Data shown below:

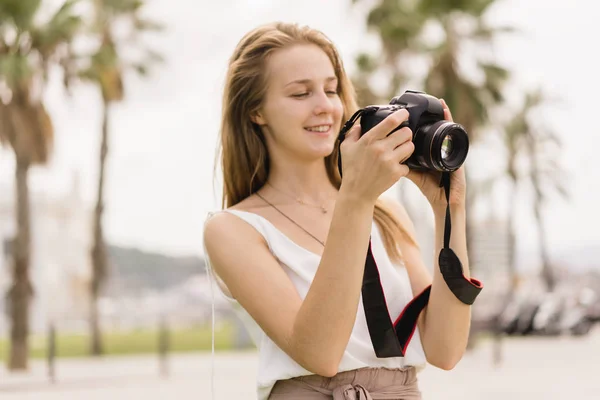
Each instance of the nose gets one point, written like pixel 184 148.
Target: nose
pixel 323 104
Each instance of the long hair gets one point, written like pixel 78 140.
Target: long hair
pixel 243 150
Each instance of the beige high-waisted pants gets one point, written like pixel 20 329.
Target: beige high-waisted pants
pixel 360 384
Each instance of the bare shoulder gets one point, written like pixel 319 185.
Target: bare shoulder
pixel 223 229
pixel 399 212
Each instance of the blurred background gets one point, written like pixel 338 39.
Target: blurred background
pixel 109 120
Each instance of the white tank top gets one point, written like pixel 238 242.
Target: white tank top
pixel 301 265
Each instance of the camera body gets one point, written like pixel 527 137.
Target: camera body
pixel 440 145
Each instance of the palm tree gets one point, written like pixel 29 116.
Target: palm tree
pixel 542 147
pixel 106 69
pixel 27 50
pixel 539 146
pixel 401 26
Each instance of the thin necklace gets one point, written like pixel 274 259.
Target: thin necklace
pixel 294 222
pixel 322 206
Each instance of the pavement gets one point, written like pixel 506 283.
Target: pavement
pixel 532 368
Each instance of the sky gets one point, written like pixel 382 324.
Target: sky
pixel 163 136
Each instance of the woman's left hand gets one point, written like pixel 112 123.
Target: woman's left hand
pixel 429 182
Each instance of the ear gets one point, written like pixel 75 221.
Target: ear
pixel 258 118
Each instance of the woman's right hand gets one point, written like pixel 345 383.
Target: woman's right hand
pixel 372 163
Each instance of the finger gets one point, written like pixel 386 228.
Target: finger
pixel 447 113
pixel 389 123
pixel 353 134
pixel 398 137
pixel 404 151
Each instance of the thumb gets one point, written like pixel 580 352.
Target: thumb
pixel 353 134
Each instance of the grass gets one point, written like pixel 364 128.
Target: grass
pixel 131 342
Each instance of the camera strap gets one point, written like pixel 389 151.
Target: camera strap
pixel 391 339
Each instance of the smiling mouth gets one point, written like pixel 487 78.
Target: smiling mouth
pixel 321 129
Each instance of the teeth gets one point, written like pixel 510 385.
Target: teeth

End of Data shown.

* [Exercise directions] Look through the records and gather each line with the word "teeth".

* [Expected output]
Each instance of the teeth gets one point, written like pixel 510 385.
Target: teeth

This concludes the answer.